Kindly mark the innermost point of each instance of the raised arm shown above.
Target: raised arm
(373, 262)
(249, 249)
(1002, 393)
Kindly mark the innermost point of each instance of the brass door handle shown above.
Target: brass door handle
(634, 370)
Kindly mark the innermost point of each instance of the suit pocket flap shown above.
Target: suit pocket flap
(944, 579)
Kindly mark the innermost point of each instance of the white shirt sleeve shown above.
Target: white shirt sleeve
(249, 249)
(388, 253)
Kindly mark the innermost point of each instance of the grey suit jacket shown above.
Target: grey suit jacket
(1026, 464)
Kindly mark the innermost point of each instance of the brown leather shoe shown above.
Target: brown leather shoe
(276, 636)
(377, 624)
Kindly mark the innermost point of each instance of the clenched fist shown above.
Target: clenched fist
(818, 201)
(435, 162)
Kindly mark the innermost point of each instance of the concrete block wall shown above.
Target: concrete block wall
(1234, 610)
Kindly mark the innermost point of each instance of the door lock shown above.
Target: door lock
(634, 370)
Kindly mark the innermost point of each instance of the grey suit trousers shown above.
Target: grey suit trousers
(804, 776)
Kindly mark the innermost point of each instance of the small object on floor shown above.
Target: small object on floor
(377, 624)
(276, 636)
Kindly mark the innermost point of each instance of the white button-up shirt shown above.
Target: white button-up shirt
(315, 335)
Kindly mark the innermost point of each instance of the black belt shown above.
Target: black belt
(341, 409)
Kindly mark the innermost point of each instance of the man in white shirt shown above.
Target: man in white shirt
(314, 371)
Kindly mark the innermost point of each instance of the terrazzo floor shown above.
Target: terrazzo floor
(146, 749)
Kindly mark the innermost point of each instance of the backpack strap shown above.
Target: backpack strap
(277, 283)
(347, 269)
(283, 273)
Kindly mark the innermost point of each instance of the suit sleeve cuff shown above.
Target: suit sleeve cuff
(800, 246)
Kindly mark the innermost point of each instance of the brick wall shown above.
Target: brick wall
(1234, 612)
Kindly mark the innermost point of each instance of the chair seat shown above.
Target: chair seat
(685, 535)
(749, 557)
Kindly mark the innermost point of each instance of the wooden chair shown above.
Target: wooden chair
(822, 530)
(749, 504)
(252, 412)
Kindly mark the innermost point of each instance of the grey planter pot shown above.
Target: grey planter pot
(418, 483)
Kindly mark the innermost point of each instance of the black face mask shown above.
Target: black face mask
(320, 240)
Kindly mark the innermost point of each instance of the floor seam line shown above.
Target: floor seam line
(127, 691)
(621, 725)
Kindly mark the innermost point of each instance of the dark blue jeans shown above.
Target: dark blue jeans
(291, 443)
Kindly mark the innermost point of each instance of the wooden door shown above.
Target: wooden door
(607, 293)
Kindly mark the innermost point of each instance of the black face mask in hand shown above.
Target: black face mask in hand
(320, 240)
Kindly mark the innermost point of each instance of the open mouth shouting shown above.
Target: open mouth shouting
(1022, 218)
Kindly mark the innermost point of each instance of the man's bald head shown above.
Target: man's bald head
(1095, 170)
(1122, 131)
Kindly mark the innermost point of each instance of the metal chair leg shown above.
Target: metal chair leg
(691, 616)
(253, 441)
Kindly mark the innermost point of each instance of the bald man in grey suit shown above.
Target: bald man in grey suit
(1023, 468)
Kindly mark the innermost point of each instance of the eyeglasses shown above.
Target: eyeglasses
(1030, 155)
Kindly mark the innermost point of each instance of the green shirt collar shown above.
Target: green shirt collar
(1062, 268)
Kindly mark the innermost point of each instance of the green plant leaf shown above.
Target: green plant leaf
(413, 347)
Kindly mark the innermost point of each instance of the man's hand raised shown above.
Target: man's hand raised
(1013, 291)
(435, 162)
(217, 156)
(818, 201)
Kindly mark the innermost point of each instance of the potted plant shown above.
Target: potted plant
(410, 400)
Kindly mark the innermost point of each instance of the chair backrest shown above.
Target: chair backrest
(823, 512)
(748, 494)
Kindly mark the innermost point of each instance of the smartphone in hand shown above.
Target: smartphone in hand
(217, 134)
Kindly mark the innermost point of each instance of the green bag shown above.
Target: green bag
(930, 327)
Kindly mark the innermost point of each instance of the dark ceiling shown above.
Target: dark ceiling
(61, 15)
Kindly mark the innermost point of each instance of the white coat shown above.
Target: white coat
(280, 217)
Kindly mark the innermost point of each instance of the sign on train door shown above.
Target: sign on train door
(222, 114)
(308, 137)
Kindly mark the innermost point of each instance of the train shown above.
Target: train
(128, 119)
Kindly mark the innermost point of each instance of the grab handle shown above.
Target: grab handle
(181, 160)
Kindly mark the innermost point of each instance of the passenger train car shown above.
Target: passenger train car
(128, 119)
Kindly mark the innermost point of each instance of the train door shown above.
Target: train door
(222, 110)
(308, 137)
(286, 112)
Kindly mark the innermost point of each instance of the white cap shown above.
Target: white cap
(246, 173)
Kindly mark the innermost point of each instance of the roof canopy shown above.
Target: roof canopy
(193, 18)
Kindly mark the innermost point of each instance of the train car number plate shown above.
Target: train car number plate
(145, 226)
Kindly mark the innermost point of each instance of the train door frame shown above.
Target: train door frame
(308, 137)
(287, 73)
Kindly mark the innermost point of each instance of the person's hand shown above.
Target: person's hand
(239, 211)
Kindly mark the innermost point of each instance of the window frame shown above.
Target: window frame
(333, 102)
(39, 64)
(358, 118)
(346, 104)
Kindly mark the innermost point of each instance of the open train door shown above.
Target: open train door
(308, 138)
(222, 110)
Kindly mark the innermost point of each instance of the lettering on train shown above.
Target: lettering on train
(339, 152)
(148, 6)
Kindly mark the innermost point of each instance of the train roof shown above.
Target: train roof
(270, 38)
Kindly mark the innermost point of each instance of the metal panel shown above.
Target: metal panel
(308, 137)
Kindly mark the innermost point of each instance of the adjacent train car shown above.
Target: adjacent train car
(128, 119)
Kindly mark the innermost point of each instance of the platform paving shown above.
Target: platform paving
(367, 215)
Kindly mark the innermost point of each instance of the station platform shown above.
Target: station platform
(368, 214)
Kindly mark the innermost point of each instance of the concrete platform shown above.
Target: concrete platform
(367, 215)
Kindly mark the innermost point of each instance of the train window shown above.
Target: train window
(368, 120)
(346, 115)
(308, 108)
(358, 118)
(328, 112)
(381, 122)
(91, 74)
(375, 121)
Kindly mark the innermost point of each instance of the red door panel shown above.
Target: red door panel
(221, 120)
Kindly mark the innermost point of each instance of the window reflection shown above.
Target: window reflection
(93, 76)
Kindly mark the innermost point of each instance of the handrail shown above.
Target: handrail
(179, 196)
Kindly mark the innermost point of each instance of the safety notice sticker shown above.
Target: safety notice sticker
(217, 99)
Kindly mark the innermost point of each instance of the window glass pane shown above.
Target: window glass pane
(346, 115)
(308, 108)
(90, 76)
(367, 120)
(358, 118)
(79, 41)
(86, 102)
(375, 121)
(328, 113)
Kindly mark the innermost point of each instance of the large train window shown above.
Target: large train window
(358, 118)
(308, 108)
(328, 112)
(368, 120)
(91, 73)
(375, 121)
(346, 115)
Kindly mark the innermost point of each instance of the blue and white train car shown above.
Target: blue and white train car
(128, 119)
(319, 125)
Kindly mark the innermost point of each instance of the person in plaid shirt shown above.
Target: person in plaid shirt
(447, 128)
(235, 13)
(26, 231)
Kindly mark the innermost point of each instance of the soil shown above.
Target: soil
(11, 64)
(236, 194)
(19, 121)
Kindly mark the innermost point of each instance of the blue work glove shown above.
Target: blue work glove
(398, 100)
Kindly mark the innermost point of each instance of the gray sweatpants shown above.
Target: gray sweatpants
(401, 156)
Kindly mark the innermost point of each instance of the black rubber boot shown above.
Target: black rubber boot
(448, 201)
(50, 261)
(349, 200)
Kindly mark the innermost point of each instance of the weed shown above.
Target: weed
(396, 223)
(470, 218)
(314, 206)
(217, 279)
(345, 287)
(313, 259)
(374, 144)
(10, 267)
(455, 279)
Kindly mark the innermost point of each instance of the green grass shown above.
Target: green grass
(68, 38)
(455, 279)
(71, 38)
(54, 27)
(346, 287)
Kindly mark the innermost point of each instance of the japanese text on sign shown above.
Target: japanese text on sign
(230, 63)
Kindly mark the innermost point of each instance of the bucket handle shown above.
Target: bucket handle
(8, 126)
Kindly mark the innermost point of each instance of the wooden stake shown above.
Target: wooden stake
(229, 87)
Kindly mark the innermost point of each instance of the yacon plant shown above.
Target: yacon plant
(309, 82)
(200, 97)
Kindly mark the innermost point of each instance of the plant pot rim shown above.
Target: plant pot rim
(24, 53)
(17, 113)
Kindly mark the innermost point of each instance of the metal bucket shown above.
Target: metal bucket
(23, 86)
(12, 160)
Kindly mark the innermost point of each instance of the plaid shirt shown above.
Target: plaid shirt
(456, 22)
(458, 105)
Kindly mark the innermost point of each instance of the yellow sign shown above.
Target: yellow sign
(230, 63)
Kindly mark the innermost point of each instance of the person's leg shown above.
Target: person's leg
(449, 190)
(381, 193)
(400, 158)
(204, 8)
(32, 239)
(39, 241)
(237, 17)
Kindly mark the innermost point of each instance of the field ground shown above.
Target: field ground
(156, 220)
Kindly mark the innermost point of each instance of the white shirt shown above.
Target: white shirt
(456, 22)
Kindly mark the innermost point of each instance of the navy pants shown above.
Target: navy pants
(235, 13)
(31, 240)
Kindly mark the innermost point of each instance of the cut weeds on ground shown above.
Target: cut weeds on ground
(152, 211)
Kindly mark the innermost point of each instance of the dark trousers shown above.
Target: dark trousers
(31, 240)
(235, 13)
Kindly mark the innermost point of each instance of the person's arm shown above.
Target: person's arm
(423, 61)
::::
Restate word for word the entries above, starting at the line with "reflection shown above." and ending at the line with "Kindly mark the innermost point of each instance of the safety", inclusive, and no others.

=== Response to the exercise ===
Kindly mark the innermost point of each instance of the window reflection shown above.
Target: window reflection
(93, 76)
Kindly mark the innermost point of each instance of the handrail shown above.
Target: handrail
(179, 196)
Kindly mark the innermost point of each instance of the safety notice sticker shown above.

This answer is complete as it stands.